_Yazılı Soru 1_
Seçilmiş metne göre Ana Muhalefet Lideri hangi törene birkaç dakika geç gelmiştir?

_Seçilmiş Metin_
● ● ● ● ●

Bu da mi Ic hizmetler Kanunu’nda yaziyor zannetmiyorum ama sivillerle olan iliskileri, siyah beyaz bir dunyada militarist bir bakis acisiyla, ‘dost–dusman’ kavramlariyla sinirli olan, emir komutadan gayri hic bir sistem tanimayan bir organizasyonu, kendi dunyalarinin kaliplariyla sivillerin ustunde bir nufuzla toplumsal hayata sokarsaniz, bu da olacaktir.
Komutanlarin devir – teslim torenine bir kac dakika gec gelen Ana Muhalefet Liderinin nizamiyeden, adeta muvazzaf bir astsubayin subaylara ait bir mekandan reddi gibi, geri cevrilmesinin hic bir makul gerekcesi olamaz.
Vakitlerinin cok oldugunu yaptigimiz zorunlu erbaslik gorevinden bilmusahade bildigimiz askerler, bir sivilin vakit sikisikligi nedeniyle programa bir kac dakika gec kalmasini ‘disiplinsizlik’ olarak algilamis olamazlar mi?Bu da bir ihtimal. Uniformalilarin zaman bollugunu, bu ulkenin genc beyinlerini aylarca kislalarda zorunlu alikoymalarindan biliyoruz. Ayrica komutanlarin ulke savunmasindan arta kalan zamanlarinda ulkenin yonetimi konusunda kafa yormalarindan, vakitlerinin cok oldugu sonucunu cikarmak da mumkun.

● ● ● ● ●

_Görev Malzemesi_
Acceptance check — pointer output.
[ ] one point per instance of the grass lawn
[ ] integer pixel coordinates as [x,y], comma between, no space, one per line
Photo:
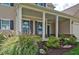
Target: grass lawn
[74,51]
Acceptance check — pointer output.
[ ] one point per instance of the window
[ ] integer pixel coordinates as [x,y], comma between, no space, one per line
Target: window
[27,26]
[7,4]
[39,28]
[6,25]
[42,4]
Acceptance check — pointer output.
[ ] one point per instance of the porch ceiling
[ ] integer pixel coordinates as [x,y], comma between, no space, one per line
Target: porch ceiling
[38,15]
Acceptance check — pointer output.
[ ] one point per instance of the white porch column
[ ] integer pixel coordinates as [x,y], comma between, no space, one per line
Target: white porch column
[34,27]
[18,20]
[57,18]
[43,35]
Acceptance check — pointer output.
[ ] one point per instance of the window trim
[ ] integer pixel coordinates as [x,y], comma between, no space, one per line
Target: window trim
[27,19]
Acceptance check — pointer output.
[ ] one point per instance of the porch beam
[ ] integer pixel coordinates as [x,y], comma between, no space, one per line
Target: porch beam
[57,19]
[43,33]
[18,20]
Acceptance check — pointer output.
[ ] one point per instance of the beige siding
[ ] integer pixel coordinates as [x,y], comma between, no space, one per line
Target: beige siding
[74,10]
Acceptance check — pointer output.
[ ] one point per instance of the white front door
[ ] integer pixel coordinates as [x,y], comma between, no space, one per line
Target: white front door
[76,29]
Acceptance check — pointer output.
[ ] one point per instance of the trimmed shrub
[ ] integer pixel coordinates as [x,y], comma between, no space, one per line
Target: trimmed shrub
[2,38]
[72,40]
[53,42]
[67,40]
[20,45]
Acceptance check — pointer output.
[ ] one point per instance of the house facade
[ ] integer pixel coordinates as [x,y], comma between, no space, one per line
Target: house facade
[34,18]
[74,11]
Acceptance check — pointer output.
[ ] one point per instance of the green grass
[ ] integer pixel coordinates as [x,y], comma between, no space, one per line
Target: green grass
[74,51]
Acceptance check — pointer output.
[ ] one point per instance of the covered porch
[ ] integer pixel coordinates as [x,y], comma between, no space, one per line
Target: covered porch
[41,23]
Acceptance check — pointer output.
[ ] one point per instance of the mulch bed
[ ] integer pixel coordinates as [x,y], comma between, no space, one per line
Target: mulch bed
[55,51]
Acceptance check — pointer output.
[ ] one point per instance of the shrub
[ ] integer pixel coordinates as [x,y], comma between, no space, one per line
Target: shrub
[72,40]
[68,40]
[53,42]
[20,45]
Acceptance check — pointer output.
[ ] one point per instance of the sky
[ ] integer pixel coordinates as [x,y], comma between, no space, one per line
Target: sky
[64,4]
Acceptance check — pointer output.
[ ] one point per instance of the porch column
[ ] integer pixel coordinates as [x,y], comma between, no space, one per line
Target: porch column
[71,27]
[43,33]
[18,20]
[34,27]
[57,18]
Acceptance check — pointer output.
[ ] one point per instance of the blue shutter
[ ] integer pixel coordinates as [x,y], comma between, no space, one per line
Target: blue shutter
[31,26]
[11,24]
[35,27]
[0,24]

● ● ● ● ●

_Yazılı Soru 2_
Kayıtlarda "beam" kelimesinin geçtiği bütün satırları topla ve olduğu gibi kopyala.

_Alıştırma Çözümü 1_
Komutanların devir-teslim törenine.

_Alıştırma Çözümü 2_
[ ] one point per instance of the porch beam
Target: porch beam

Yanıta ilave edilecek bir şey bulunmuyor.